# [Provided text]
──────────

Technology

Teen shooting survivors leverage huge social media followings for gun control

Teenaged survivors of the Parkland, Fla. High school shooting have amassed huge followings on social media in the weeks since a gunman attacked their school, assembling powerful social media tools in the national debate over guns and mass shootings.

Senior Emma Gonzalez, who now has more than 1.1 million followers on Twitter, has seen her audience expand by tens of thousands of new followers each day since Feb. 19 according to data from SocialBlade.

Gonzalez now has more Twitter followers than the National Rifle Association, which has more than 600,000 followers, as well as NRA spokesperson Dana Loesch, who has almost 800,000 followers.

Senior David Hogg and junior Sarah Chadwick, two other students who have made multiple appearances on national television, each have hundreds of thousands of followers as well. 

The teenagers have built their followings in part by being able to engage in the kind of combative, often humorous tweets that get social media attention. Their curt responses to conservative media personalities have earned tens of thousands of retweets.

──────────

# [Dataset extract]

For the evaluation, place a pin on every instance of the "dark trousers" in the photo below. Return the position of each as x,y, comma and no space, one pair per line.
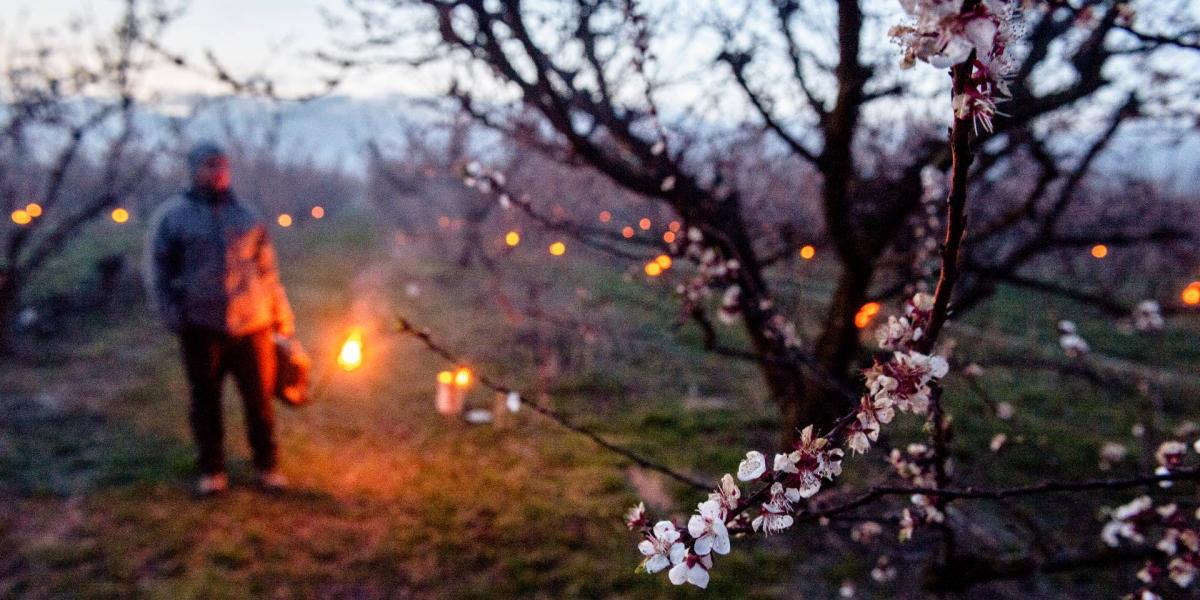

──────────

# [Aim of the exercise]
Output, exactly as it appears, the part of the Parkland social media text that opens with the words containing "Senior Emma Gonzalez, who" and closes with "who has almost 800,000 followers.".

# [Exercise solution]
Senior Emma Gonzalez, who now has more than 1.1 million followers on Twitter, has seen her audience expand by tens of thousands of new followers each day since Feb. 19 according to data from SocialBlade.

Gonzalez now has more Twitter followers than the National Rifle Association, which has more than 600,000 followers, as well as NRA spokesperson Dana Loesch, who has almost 800,000 followers.